Copy out all the records exactly.
>> start Records to use
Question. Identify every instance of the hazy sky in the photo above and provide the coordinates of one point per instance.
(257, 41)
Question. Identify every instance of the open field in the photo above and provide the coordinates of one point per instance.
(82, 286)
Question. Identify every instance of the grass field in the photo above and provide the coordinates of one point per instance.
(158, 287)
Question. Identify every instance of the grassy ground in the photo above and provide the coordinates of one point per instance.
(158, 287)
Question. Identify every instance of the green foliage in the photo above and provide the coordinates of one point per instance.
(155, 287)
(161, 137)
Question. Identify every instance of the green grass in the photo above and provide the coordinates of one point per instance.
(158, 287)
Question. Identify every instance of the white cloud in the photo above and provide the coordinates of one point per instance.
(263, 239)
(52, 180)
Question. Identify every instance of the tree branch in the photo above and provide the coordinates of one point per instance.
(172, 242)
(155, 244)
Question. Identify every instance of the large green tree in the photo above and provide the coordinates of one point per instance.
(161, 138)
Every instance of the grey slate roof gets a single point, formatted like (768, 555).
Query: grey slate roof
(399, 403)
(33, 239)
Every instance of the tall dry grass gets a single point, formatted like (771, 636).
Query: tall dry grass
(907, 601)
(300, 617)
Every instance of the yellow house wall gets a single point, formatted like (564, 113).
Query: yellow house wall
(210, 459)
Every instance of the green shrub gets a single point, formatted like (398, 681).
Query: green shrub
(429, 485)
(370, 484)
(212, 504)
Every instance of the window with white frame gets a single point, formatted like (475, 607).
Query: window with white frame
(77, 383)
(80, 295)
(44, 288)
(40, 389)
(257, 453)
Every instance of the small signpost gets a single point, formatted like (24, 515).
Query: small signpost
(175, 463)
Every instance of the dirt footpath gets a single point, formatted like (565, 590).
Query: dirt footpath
>> end Records to use
## Output below
Question. Identify every instance of the hazy sky in the photo above and provide the coordinates of one point per instance.
(257, 41)
Question. Identify every instance of the open field in the photo above and provide the coordinates of one point per instance.
(82, 286)
Question. Identify every instance of the grass field in the photo above and provide the coordinates of one point per instance.
(158, 287)
Question. Identify every instance of the grassy ground in the photo above and provide the coordinates of one point per instance.
(158, 287)
Question. Identify every instance of the green foliage in the photo above and provide the coordinates of one point per instance.
(155, 287)
(161, 137)
Question. Identify every instance of the green grass in the photo above and provide the coordinates of one point per instance.
(158, 287)
Question. Identify every instance of the white cloud in the photo above and provide the coordinates of one point per instance.
(263, 239)
(52, 180)
Question. Identify every instance of the tree branch in the photo above and provide the coordinates of one point per instance.
(172, 242)
(155, 244)
Question. Identify every instance of the large green tree in the photo above and provide the coordinates of one point per instance.
(161, 138)
Every instance of the grey slate roof gets a single point, formatted like (768, 555).
Query: grey slate roof
(399, 403)
(33, 239)
Every instance of the tall dry grass gets a single point, formatted like (771, 636).
Query: tall dry grass
(907, 601)
(300, 617)
Every instance of the yellow house wall gets a single point, formatted like (564, 113).
Query: yellow house wall
(210, 459)
Every instance of the green shrub gets a single point, formatted like (398, 681).
Query: green shrub
(429, 485)
(370, 484)
(212, 504)
Every instance of the window with white frame gets a single point, formatted like (475, 607).
Query: window with white frame
(77, 383)
(80, 295)
(44, 288)
(40, 389)
(257, 453)
Every instance of the small signpost gets a single point, formatted like (24, 515).
Query: small signpost
(175, 463)
Every instance of the dirt footpath gets a single point, formatted like (565, 590).
Query: dirt footpath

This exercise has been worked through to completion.